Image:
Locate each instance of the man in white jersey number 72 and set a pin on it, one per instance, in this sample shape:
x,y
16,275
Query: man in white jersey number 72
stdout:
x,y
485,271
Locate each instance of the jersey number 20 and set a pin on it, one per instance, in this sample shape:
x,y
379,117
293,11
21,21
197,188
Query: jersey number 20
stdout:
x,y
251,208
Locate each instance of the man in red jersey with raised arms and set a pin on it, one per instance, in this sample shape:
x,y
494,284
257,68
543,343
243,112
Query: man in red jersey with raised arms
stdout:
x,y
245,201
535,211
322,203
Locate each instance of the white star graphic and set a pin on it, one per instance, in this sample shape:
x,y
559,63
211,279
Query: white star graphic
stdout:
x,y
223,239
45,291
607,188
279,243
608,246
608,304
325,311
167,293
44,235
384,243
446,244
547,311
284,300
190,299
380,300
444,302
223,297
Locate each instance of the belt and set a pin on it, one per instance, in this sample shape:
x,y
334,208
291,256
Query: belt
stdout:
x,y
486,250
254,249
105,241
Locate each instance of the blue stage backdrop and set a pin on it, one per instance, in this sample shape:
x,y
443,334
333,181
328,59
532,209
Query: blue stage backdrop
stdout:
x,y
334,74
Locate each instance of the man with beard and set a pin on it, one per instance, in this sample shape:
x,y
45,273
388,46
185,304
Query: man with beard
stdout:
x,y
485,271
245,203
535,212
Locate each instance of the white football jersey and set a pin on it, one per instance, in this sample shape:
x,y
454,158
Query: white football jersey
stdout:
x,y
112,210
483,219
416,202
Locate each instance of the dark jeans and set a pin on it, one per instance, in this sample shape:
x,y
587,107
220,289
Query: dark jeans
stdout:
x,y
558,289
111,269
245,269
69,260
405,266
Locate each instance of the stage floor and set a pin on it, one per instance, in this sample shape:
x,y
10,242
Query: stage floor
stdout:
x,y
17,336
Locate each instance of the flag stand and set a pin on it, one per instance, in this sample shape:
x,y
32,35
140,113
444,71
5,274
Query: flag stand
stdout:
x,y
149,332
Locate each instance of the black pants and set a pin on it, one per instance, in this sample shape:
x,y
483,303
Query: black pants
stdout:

┄┄┄┄┄┄

▸ What you have to do
An exact copy of all the records above is needed.

▸ Result of the task
Image:
Locate each instance of the man in white jersey number 72 and set a pin on it, one per instance, in this sample shape:
x,y
16,275
Query: man in white jersey number 72
stdout:
x,y
485,271
Locate each instance of the jersey number 20 and set a pin on it, one per instance, in this sample shape:
x,y
379,117
293,11
21,21
197,188
Query: jersey number 20
stdout:
x,y
251,208
Locate each instance of the man in red jersey with raised arms and set a pin on it, one per instance, in this sample shape:
x,y
494,284
257,68
543,343
243,112
Query: man in red jersey with raised arms
stdout:
x,y
245,201
535,211
322,203
Locate each instance of the white star graphic and set a pin on it, one per instance, in this sample shape:
x,y
559,63
211,279
Query: white star graphic
stdout:
x,y
223,239
45,291
607,188
279,243
608,246
608,304
325,311
167,293
44,235
384,243
446,244
547,311
284,300
190,299
380,300
444,302
223,297
Locate each instance of the belt and set a pin on it, one per instance, in this sample shape:
x,y
334,208
291,256
Query: belt
stdout:
x,y
486,250
254,249
105,241
Locate each instance of the blue stage backdrop and set a pin on it, one per instance, in this sample shape:
x,y
443,334
333,181
328,59
532,209
Query: blue stage backdrop
stdout:
x,y
334,74
Locate each instance of the man with beard and set a pin on it, one per instance, in this sample shape:
x,y
45,273
388,46
185,304
Query: man with beard
stdout:
x,y
485,271
245,203
535,212
Locate each instance of the white football jersey and set a pin on it, one per instance, in this sample shape:
x,y
454,158
Query: white football jersey
stdout:
x,y
112,210
483,219
416,202
Locate each instance of the dark jeans and set a pin on it, one per instance, in this sample shape:
x,y
587,107
220,289
Query: dark jeans
stdout:
x,y
558,289
111,269
245,269
69,260
405,266
Locate each instance of the stage floor and set a pin on it, one per instance, in this sample shape:
x,y
10,242
Query: stage floor
stdout:
x,y
17,336
Locate each instance of the flag stand and set a pin on it, one per instance, in this sample shape:
x,y
32,35
140,113
444,71
5,274
Query: flag stand
stdout:
x,y
149,332
Locate each instance of the black pants and set a pin on it, one per instance, in this sample shape:
x,y
483,303
Query: black pants
stdout:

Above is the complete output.